● DOCUMENT PASSAGE
And equipment too. They're looking at the leases and they're going, ‘This is huge. How do we not have the kind of control that we should have on transactions of this level?’ That's really the biggest wake up call. ‘How do we get control over this? We have 20 leases, we have 30 leases, we have 300 leases.’ And every single one of those leases was individually negotiated. Every single one of those leases is different. So how do you get your arms around 50 of these? And have enough understanding of them to be able to manage your risk and manage your financial control. It's a big issue.

Public companies have a lot of resources and they have a lot of this under control or at least under more control than the private sector. The private sector really is in a lot worse shape, and that's one of the reasons why FASB extended the deadline for a year before, before COVID-19. They realized after seeing what happened on the public side, this is an enormous amount of work.

FEI Daily: How can technology help?

Betesh: Repairs and maintenance, or the operating expense pass throughs are all topics within each lease. And these topics have to be organized. So, you can organize your lease information into an Excel spreadsheet, or into a Word document. The difficulty is that by doing that, you don't have a dynamic platform where you can page things, where you can have an audit trail of who changed the summaries, where you can have linkage to the documents themselves.

● DIRECTIONS
• A. Set down the interview excerpt on lease management word for word, starting at "Betesh: Repairs and" and ending at "the documents themselves.".
• B. Decide whether each statement agrees with the interview excerpt on lease management, answering yes or no and quoting the words that settle it: (i) Each of the leases was individually negotiated. (ii) The private sector is in better shape than public companies. (iii) FASB extended the deadline by two years.

● Natural language region descriptions
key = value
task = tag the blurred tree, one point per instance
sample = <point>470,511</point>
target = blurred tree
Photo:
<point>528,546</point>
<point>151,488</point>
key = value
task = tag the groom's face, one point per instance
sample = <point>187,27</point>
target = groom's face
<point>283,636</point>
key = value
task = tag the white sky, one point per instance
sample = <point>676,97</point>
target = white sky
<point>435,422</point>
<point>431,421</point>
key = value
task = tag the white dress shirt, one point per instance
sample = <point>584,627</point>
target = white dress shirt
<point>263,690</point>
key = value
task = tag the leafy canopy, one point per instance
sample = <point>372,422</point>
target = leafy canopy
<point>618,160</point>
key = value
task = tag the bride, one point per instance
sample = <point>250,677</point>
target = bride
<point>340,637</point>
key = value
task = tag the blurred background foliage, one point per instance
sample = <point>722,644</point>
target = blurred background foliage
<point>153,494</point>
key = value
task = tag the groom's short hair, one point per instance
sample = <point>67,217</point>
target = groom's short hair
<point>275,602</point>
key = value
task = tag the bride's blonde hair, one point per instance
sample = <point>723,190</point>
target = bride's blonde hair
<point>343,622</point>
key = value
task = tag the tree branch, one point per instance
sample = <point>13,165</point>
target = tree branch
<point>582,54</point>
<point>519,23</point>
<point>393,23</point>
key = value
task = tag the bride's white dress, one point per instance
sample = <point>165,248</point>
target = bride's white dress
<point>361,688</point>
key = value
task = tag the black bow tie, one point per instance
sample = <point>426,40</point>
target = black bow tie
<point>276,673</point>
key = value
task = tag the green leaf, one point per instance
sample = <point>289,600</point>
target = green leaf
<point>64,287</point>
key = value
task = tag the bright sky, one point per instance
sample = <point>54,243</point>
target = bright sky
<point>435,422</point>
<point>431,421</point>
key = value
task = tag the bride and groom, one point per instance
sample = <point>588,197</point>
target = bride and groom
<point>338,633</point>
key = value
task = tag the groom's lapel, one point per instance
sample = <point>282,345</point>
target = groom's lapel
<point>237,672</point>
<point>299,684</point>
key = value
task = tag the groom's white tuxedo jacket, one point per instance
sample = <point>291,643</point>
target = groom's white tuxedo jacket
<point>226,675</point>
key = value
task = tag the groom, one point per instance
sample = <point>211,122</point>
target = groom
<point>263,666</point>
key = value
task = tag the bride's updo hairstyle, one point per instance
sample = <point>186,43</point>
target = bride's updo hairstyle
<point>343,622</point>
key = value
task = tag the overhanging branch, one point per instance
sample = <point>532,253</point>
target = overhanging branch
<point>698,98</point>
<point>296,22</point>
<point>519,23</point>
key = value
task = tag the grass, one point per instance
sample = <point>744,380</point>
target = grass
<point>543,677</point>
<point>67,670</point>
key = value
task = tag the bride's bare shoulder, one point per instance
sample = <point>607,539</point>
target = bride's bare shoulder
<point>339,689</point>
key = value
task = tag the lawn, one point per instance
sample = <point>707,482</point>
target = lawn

● SOLUTIONS IN ORDER
• A.
Betesh: Repairs and maintenance, or the operating expense pass throughs are all topics within each lease. And these topics have to be organized. So, you can organize your lease information into an Excel spreadsheet, or into a Word document. The difficulty is that by doing that, you don't have a dynamic platform where you can page things, where you can have an audit trail of who changed the summaries, where you can have linkage to the documents themselves.

• B.
(i) Yes: "every single one of those leases was individually negotiated."
(ii) No: "The private sector really is in a lot worse shape"
(iii) No: "FASB extended the deadline for a year"